=== Text to read ===
■ ■ ■ ■ ■ ■ ■

Mr. MARSHALL. No, not by that process. That process may have opened channels to English manufacturers, but it is not my opinion that the commerce and wealth and greatness of Great Britain have been built up on that process.

The CHAIRMAN. Is there any doubt that it has contributed very much to the expansion and development of English commerce?

Mr. MARSHALL. I think that the expansion and development of English commerce have been built up to a certain extent by the system of subsidizing steamers; but you must remember that England has a peculiar commerce.

The CHAIRMAN. So peculiar that we find it very hard to compete with her.

Mr. MARSHALL. England has an outlying system of colonies all over the world, and she has fostered communication with those colonies for political causes.

The CHAIRMAN. But England has grown rich, has she not?

Mr. MARSHALL. England has grown rich, but she has not grown rich from that policy alone. That may have been one of the elements of her greatness, but I do not admit that her greatness is due to that exclusively, or even to a very great extent.

The CHAIRMAN. Can we hope to get on in competition against that very rich country which has pursued this system, and is pursuing it to-day, unless we adopt a similar system? If we cannot, what force is there in the argument that we must get a foreign market for our manufactured goods? How are we to get it unless we go a step farther, and not only take off tariff duties, but give subsidies to somebody te establish lines of communication?

Mr. MARSHALL. If the conditions of trade existed between this country and the South American states transportation would be furnished by some nation or another. It might come from an American source or might come from an English source, but that it would come is certain.

The CHAIRMAN. But it has to begin. There is not enough trade at present to freight a steamship.

Mr. MARSHALL. As soon as the point is arrived at where there is trade enough to begin a line of steamers the line will come.

The CHAIRMAN. But that point will never be reached if the English can supply the South American market as cheaply as we can and if they have a subsidized line of ships carrying goods to Brazil.

Mr. MARSHALL. We can avail ourselves, of course, of the mode of transportation which the English provide for us.

The CHAIRMAN. We would have to send our goods over there in order to get them transported to Rio.

Mr. MARSHALL. If there was an English line of steamers between here and Brazil, and if there was a volume of trade sufficient to justify that line, it would go on and exist.

The CHAIRMAN. I understand the conditions of trade with Brazil to be that return cargoes have been brought to New York and reshipped on British vessels to go to England.

Mr. MARSHALL. That is so, because duties are so high in this country on the products of their country that they do not come to us.

The CHAIRMAN. But you argue in favor of imposing a duty on coffee, the chief product of Brazil.

Mr. MARSHALL. Coffee is not its only product.

The CHAIRMAN. Coffee and hides.

Mr. MARSHALL. Hides are free to-day.

The CHAIRMAN. We get large shipments of nitrate and copper from the South American States.

Mr. MARSHALL. Not from Brazil.

The CHAIRMAN. Not from Brazil, but from Chili. My object in putting these ques tions is to have the whole field thrown open, and to show that whatever way we go we are met with difficulties of this sort, and that the nearer we get to the bottom the greater the difficulty seems to be. One conclusion to which we are all driven is, that we had better let it alone if we do not understand it.

■ ■ ■ ■ ■ ■ ■

=== Given records ===
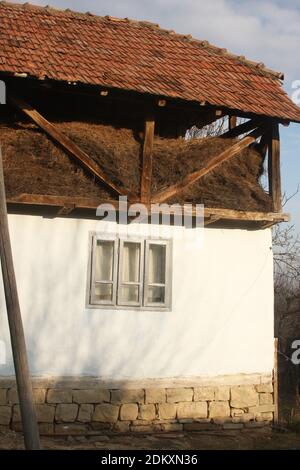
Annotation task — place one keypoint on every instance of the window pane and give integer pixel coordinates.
(156, 295)
(130, 294)
(103, 292)
(157, 264)
(104, 260)
(131, 262)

■ ■ ■ ■ ■ ■ ■

=== Written exercise 1 ===
List every commodity named in the hearing transcript.
=== Written exercise 2 ===
In the hearing transcript, which product does Mr. Marshall say is free of duty today?
The data above come from a separate source.

=== Written response 1 ===
Coffee, hides, nitrate, copper

=== Written response 2 ===
Hides